_Tekst strony_
______
14 domowych zwycięstw z rzędu | Villa 1:0 Man City | Oceny pomeczowe

Mecze Premier League
Czas potrzebny na przeczytanie: 4 minut(y)

Od pierwszych minut tego meczu dało się wyczuć duże napięcie i skupienie w grze AV. Stawka była bowiem bardzo wysoka, bo w meczu pomiędzy drużynami z TOP4 zawsze tak jest. „Mecz o 6 punktów”? Myślę, że to było coś więcej. Manchester City jest obecnie punktem odniesienia dla całej Europy, a Aston Villę – mimo świetnych wyników – cały czas traktuje się jako drużynę ze środka tabeli, która prędzej czy później spadnie z tej „bardzo wysokiej gałęzi, na której siedzi słoń”. Wczorajszy mecz był czymś w rodzaju rozbicia szklanego sufitu, przełamania pewnej granicy i złapania pewności siebie, która da siłę na resztę sezonu.
______
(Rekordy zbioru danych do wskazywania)
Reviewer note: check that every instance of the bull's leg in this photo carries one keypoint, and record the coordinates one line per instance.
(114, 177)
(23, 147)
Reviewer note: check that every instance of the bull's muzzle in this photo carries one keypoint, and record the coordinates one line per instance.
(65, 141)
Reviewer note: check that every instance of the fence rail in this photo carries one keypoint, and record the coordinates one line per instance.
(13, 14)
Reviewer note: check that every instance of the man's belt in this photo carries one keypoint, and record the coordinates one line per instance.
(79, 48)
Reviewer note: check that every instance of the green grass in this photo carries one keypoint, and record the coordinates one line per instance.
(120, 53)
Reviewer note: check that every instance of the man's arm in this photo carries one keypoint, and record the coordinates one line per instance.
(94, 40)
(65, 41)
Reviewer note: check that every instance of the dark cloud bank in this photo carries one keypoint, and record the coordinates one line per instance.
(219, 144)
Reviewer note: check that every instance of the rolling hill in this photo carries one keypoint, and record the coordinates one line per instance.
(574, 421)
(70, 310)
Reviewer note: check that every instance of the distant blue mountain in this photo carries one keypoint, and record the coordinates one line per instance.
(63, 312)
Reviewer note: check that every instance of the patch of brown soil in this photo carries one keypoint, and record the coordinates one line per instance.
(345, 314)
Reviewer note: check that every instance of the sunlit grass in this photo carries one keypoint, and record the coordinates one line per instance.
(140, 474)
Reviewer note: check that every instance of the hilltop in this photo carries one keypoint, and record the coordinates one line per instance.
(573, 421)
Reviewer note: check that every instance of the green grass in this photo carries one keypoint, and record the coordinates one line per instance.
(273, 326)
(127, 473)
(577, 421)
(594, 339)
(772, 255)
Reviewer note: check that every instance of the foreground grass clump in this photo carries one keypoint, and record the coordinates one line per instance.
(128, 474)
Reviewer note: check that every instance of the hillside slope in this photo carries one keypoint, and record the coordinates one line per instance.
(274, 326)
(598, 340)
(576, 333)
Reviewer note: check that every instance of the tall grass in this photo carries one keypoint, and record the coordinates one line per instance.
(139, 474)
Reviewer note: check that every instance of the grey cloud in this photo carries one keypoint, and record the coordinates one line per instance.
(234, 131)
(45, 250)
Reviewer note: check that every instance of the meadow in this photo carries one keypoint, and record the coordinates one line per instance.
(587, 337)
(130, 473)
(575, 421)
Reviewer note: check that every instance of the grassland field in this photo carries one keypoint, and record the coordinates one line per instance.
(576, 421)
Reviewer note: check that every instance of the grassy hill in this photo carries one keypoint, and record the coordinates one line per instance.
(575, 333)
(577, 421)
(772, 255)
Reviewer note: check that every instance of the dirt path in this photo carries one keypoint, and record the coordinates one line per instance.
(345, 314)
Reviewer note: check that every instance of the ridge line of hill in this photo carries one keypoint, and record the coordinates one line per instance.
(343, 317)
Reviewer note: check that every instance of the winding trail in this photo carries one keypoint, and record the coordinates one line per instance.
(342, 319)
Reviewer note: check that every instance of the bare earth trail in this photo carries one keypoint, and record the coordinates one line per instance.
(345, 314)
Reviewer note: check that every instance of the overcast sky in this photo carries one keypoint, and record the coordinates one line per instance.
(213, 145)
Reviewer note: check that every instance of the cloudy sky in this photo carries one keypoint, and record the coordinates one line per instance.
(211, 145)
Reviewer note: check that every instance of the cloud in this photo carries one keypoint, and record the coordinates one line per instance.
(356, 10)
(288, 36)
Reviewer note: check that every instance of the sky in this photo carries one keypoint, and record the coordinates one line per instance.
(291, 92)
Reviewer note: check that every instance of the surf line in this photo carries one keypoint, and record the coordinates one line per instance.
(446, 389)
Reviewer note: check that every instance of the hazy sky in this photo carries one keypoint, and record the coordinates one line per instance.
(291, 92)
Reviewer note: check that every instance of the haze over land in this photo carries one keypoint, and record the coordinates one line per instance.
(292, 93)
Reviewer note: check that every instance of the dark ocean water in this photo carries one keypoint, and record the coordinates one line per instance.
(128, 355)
______
_Zadanie 1_
Za jaką drużynę, według tekstu o meczu Villa–Man City, wciąż uważa się Aston Villę mimo świetnych wyników?
_Zadanie 2_
Dopisz dalszy ciąg tekstu o meczu Aston Villi z Manchesterem City.

_Odpowiedź do zadania 1_
Za drużynę ze środka tabeli.

_Odpowiedź do zadania 2_
Zwycięstwo 1:0 mówi naprawdę niewiele o meczu. Aston Villa zmiażdżyła rywala z absolutnego światowego topu. To nie było przypadkowe zwycięstwo, gdzie druga drużyna cały czas atakuje, ma gigantyczną przewagę, ale brakuje szczęścia i ostatecznie zwycięska bramka wpada z ćwiartki wypracowanej okazji. Aktualny mistrz nie miał absolutnie żadnych argumentów przeciw wygłodniałym Lwom z Birmingham! Dodatkowo zbiegło się to z historycznym 14. domowym zwycięstwem w lidze z rzędu!
🦊

Oceniamy w skali 1-10. Ocena danego zawodnika jest wyłącznie subiektywnym odbiorem redakcji, można się z nią nie zgadzać, a polemika w komentarzach będzie mile widziana.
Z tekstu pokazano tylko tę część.